Records excerpted from a collection:
--------------------
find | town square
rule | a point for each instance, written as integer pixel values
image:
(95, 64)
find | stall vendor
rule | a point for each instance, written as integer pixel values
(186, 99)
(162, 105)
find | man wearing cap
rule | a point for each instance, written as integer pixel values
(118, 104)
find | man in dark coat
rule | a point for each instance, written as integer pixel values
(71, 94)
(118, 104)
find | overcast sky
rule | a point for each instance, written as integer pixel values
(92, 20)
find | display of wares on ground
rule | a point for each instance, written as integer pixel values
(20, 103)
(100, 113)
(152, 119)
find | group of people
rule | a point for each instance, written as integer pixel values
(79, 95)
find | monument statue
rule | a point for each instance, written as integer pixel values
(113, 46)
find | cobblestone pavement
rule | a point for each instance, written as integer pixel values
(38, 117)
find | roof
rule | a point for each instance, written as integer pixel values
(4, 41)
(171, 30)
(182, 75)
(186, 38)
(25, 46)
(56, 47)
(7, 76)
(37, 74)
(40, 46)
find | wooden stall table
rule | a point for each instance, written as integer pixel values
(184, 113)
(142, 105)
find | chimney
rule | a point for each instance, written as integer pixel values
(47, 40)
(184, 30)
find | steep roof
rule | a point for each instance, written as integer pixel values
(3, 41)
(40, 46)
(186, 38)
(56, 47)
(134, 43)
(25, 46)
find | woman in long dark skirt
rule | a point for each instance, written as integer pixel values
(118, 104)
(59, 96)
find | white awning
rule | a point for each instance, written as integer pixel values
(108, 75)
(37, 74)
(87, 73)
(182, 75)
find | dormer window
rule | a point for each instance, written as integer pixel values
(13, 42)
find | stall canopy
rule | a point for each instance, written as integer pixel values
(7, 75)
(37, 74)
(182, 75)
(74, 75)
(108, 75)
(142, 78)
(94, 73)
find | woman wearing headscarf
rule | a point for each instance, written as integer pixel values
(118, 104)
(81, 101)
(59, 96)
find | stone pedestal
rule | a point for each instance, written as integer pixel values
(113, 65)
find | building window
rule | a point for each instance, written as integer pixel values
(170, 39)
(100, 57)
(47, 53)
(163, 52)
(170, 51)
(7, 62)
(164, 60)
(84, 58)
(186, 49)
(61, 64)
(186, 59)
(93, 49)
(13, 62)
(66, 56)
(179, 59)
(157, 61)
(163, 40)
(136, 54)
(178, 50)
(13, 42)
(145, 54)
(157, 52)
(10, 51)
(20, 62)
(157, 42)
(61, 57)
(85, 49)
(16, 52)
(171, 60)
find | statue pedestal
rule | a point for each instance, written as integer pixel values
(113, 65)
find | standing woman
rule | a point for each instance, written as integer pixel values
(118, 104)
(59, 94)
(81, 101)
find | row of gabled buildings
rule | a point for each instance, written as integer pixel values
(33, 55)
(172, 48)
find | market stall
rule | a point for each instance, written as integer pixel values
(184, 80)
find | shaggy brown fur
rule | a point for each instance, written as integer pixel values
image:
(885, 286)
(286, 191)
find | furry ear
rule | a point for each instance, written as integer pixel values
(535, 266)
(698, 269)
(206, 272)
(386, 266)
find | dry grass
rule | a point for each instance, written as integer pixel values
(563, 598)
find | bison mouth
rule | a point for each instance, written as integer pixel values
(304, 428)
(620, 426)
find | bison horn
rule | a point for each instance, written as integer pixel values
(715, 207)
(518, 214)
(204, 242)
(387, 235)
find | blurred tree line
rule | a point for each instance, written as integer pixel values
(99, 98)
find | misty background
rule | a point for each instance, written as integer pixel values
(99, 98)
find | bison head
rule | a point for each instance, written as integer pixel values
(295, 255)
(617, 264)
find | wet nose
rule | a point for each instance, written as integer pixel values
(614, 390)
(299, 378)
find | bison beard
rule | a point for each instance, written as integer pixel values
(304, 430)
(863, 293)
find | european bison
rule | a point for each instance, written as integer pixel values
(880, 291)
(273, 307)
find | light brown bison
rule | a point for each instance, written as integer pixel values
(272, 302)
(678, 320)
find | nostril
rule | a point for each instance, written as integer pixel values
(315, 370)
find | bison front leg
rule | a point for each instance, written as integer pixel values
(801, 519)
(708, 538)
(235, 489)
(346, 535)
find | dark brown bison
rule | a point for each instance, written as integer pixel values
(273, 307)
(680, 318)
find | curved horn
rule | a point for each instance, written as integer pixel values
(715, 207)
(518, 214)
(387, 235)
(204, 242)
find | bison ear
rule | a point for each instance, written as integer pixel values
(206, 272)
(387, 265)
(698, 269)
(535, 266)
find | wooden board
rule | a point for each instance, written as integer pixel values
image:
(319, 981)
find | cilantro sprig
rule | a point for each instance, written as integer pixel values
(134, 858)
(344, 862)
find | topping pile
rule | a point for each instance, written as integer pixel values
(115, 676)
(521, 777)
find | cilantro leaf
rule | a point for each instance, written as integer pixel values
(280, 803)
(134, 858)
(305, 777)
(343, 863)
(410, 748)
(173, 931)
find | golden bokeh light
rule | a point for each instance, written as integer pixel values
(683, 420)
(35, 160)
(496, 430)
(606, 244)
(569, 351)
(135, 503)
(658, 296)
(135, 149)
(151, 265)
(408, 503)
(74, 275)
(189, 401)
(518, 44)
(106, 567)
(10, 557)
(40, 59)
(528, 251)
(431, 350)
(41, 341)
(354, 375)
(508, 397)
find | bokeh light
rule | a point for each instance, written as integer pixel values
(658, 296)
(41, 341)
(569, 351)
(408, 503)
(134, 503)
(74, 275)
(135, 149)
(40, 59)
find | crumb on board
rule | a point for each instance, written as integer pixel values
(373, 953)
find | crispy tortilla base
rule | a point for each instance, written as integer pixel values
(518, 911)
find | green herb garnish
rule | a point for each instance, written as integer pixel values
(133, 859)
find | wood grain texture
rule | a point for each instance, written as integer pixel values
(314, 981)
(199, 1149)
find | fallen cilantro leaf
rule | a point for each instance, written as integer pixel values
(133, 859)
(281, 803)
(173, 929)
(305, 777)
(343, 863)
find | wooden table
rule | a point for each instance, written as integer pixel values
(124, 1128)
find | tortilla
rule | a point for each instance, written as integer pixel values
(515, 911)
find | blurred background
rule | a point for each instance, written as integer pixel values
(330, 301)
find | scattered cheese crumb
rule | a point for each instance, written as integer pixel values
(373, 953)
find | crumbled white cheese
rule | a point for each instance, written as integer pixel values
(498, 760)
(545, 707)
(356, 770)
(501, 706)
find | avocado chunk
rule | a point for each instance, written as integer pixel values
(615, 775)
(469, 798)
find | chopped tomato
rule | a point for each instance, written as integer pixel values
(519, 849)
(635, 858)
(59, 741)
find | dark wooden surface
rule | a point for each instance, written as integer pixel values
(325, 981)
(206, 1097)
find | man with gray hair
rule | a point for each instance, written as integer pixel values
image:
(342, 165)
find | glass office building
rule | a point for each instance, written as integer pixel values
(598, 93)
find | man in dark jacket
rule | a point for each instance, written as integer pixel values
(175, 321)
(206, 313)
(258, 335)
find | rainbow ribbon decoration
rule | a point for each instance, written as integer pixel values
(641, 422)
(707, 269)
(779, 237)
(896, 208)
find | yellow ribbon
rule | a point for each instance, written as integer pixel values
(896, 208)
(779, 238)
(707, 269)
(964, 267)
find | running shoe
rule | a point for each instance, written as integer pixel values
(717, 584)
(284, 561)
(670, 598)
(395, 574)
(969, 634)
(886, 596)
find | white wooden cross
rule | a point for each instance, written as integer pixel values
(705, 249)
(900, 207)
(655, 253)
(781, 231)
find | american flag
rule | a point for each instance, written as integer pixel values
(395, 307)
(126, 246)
--------------------
## What is being asked
Going through the data above, return each line with the word "ribbon".

## Answer to the problem
find | rainbow ribbon decoration
find | yellow ribbon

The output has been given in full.